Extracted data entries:
════════

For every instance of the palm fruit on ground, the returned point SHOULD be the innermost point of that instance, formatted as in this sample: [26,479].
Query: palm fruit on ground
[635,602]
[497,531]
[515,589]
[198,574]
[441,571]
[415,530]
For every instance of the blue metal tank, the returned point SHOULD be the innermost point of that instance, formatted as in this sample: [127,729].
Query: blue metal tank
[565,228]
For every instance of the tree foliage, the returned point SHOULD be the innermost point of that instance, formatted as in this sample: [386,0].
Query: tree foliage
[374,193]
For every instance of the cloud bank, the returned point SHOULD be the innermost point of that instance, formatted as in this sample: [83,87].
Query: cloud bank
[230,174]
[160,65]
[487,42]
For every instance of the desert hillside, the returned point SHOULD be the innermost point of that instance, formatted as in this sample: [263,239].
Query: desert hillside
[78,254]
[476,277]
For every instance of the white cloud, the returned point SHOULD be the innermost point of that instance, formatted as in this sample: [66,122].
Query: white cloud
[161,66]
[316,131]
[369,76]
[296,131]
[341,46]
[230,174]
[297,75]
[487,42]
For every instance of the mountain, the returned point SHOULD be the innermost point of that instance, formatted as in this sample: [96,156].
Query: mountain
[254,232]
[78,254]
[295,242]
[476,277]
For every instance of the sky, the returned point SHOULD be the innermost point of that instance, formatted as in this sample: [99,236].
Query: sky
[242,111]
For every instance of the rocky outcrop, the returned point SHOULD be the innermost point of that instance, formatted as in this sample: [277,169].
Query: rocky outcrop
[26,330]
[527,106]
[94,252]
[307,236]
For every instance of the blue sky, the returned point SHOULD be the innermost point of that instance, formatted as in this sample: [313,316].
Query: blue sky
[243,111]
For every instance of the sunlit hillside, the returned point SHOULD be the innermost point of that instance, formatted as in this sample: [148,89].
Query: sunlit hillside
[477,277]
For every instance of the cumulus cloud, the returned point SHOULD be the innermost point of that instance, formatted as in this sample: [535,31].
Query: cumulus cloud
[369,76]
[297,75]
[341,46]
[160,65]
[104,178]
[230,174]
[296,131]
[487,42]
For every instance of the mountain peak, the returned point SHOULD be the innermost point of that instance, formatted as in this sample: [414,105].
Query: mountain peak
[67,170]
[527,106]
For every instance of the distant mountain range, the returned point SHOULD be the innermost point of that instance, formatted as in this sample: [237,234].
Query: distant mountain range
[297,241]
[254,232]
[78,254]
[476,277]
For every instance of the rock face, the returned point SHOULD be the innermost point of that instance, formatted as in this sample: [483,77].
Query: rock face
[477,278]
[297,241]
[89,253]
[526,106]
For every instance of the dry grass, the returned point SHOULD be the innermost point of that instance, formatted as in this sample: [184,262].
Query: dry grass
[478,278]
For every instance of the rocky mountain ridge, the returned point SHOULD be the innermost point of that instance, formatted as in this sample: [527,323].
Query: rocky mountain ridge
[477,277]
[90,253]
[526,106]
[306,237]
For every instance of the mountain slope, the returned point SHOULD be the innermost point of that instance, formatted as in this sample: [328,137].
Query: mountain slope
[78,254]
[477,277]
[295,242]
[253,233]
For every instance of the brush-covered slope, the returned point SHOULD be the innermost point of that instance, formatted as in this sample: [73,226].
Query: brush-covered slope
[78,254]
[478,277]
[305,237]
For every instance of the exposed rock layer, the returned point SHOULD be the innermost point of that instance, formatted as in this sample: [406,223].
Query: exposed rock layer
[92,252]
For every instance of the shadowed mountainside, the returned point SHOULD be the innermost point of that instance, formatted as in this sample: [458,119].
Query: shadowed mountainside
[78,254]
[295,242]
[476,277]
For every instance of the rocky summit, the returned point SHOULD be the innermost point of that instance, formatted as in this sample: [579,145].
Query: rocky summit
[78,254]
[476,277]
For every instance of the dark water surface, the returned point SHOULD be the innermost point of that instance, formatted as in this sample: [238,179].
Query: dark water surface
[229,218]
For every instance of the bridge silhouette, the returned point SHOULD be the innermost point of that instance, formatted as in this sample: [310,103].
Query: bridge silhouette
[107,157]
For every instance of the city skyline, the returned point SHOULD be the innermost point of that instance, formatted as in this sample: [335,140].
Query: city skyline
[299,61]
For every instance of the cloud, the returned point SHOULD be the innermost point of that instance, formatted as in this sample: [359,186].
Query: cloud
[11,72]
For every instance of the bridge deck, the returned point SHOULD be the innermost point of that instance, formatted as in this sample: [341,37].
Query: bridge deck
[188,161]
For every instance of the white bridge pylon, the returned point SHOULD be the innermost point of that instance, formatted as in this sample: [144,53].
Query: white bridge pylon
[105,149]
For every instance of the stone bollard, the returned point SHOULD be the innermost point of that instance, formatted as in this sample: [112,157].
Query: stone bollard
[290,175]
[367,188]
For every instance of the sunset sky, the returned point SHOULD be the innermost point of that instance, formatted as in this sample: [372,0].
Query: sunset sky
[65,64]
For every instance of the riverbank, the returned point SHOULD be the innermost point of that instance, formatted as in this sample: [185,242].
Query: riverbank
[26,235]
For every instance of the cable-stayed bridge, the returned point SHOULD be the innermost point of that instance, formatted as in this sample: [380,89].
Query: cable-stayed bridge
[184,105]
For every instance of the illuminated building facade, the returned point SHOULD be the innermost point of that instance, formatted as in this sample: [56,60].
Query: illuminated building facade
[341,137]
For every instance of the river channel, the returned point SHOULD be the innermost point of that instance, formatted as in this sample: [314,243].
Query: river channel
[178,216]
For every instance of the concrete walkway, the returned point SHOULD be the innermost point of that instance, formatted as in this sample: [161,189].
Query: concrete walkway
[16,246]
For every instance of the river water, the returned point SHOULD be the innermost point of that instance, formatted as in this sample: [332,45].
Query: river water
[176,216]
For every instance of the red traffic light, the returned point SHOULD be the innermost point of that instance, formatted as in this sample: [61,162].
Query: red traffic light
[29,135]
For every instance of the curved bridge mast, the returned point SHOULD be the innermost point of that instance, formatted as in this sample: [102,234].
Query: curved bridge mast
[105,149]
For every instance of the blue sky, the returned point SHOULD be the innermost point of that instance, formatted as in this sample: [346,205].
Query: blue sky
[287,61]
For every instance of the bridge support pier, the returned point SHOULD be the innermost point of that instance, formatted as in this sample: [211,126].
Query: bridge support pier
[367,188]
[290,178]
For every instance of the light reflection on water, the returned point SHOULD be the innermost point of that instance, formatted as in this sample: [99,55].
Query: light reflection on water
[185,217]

════════

REQUIREMENT:
Please repeat the data above verbatim, all of it.

RESPONSE FOR THIS EXERCISE:
For every instance of the palm fruit on ground, the returned point SHOULD be the innermost point of that instance, formatted as in this sample: [26,479].
Query: palm fruit on ground
[635,602]
[497,531]
[515,589]
[198,574]
[441,571]
[415,530]
For every instance of the blue metal tank, the returned point SHOULD be the innermost point of that instance, formatted as in this sample: [127,729].
Query: blue metal tank
[565,228]
For every instance of the tree foliage, the returned point SHOULD be the innermost point of that instance, formatted as in this sample: [386,0].
Query: tree foliage
[374,193]
For every instance of the cloud bank, the returned point SHOULD be the innermost point of that instance, formatted as in this sample: [83,87].
Query: cloud bank
[230,174]
[160,65]
[487,42]
For every instance of the desert hillside, the returned point SHOULD be the innermost point of that instance, formatted as in this sample: [263,239].
Query: desert hillside
[78,254]
[476,277]
For every instance of the white cloud, the returned point SHOULD be the innermost point of that instance, formatted as in this sample: [66,122].
Query: white cloud
[161,66]
[316,131]
[369,76]
[296,131]
[341,46]
[230,174]
[297,75]
[487,42]
For every instance of the mountain, the returned point SHOULD be the innermost point of that instance, formatted as in this sample: [96,156].
Query: mountain
[254,232]
[78,254]
[295,242]
[476,277]
For every instance of the sky, the returned point SHOULD be the innermost point of that instance, formatted as in this sample: [99,236].
Query: sky
[242,111]
For every instance of the rocky outcrop, the returned point SHOULD be the innermost point of that instance, formatted as in this sample: [277,169].
Query: rocky outcrop
[26,330]
[527,106]
[94,252]
[307,236]
For every instance of the blue sky, the returned point SHOULD be the innermost point of that instance, formatted as in this sample: [313,316].
Query: blue sky
[243,111]
For every instance of the sunlit hillside, the returned point SHOULD be the innermost point of that instance, formatted as in this sample: [148,89].
Query: sunlit hillside
[477,277]
For every instance of the cumulus cloud, the returned point SHOULD be the innermost point of that instance, formatted as in this sample: [535,31].
Query: cumulus cloud
[369,76]
[297,75]
[341,46]
[160,65]
[104,178]
[230,174]
[296,131]
[487,42]
For every instance of the mountain peak, the returned point SHOULD be the innermost point of that instance, formatted as in this sample: [414,105].
Query: mountain peak
[67,170]
[527,106]
For every instance of the distant mountain range, the returned point SHOULD be the innermost point of that instance, formatted as in this sample: [237,234].
Query: distant mountain range
[297,241]
[254,232]
[78,254]
[476,277]
For every instance of the rock face, the returned point SHOULD be the innermost point of that instance, formatted as in this sample: [483,77].
Query: rock face
[477,278]
[297,241]
[89,253]
[526,106]
For every instance of the dry grass, the returned point SHOULD be the innermost point of that instance, formatted as in this sample: [184,262].
Query: dry grass
[478,278]
For every instance of the rocky mountain ridge, the returned point SHOULD be the innermost point of that instance, formatted as in this sample: [527,323].
Query: rocky mountain ridge
[477,277]
[90,253]
[526,106]
[306,237]
For every instance of the mountain slope, the returned point SHOULD be the innermost point of that instance, formatted as in this sample: [328,137].
Query: mountain slope
[78,254]
[477,277]
[295,242]
[253,233]
For every instance of the brush-covered slope, the returned point SHOULD be the innermost point of that instance, formatted as in this sample: [73,226].
Query: brush-covered slope
[78,254]
[478,277]
[305,237]
For every instance of the exposed rock layer, the returned point SHOULD be the innermost point of that instance, formatted as in this sample: [406,223].
Query: exposed rock layer
[92,252]
For every instance of the shadowed mountainside, the returned point SHOULD be the innermost point of that instance, formatted as in this sample: [458,119].
Query: shadowed mountainside
[78,254]
[295,242]
[476,277]
For every instance of the rocky summit, the returned point SHOULD be the innermost point of that instance, formatted as in this sample: [579,145].
Query: rocky summit
[78,254]
[476,277]
For every instance of the dark water surface, the returned point SHOULD be the innermost point of that instance, formatted as in this sample: [238,179].
Query: dark water surface
[229,218]
For every instance of the bridge silhouette, the returned point SHOULD be the innermost point of that instance, formatted as in this sample: [310,103].
Query: bridge silhouette
[107,157]
For every instance of the city skyline, the returned point SHOULD be the innermost point of that instance, formatted as in this sample: [335,140].
Query: city skyline
[299,61]
For every instance of the cloud, the returned point SHOULD be the innermost point of that instance, formatted as in this sample: [359,186].
Query: cloud
[11,72]
For every instance of the bridge deck, the returned point SHOULD be the innermost point of that instance, formatted as in this sample: [341,37].
Query: bridge deck
[188,161]
For every instance of the white bridge pylon, the returned point SHOULD be the innermost point of that instance, formatted as in this sample: [144,53].
Query: white bridge pylon
[105,149]
For every instance of the stone bollard, the returned point SHOULD be the innermost point of that instance, formatted as in this sample: [112,157].
Query: stone bollard
[290,175]
[367,188]
For every instance of the sunset sky, the returned point SHOULD be the innermost point of that instance, formatted as in this sample: [372,0].
Query: sunset sky
[65,64]
For every instance of the riverbank, the returned point SHOULD be the innermost point of that instance, formatted as in this sample: [185,242].
Query: riverbank
[26,235]
For every instance of the cable-stayed bridge, the returned point SHOULD be the innermost point of that instance, formatted as in this sample: [380,89].
Query: cable-stayed bridge
[184,105]
For every instance of the illuminated building facade, the returned point SHOULD be the innermost point of that instance, formatted as in this sample: [56,60].
Query: illuminated building facade
[341,137]
For every instance of the river channel, the returned point SHOULD be the innermost point of that instance, formatted as in this sample: [314,243].
Query: river channel
[178,216]
For every instance of the concrete walkway, the returned point SHOULD be the innermost point of that instance, formatted as in this sample: [161,189].
Query: concrete walkway
[16,246]
For every instance of the river water, the returned point SHOULD be the innermost point of that instance, formatted as in this sample: [332,45].
Query: river water
[176,216]
For every instance of the red traffic light, the returned point SHOULD be the innermost point of that instance, formatted as in this sample: [61,162].
Query: red traffic light
[29,135]
For every instance of the curved bridge mast, the returned point SHOULD be the innermost point of that instance, formatted as in this sample: [102,234].
Query: curved bridge mast
[105,149]
For every instance of the blue sky, the returned point SHOULD be the innermost point of that instance, formatted as in this sample: [346,205].
Query: blue sky
[287,61]
For every instance of the bridge support pier, the returned point SHOULD be the innermost point of that instance, formatted as in this sample: [211,126].
Query: bridge support pier
[367,188]
[290,178]
For every instance of the light reflection on water, the returned point SHOULD be the innermost point of that instance, formatted as in this sample: [99,55].
Query: light reflection on water
[185,217]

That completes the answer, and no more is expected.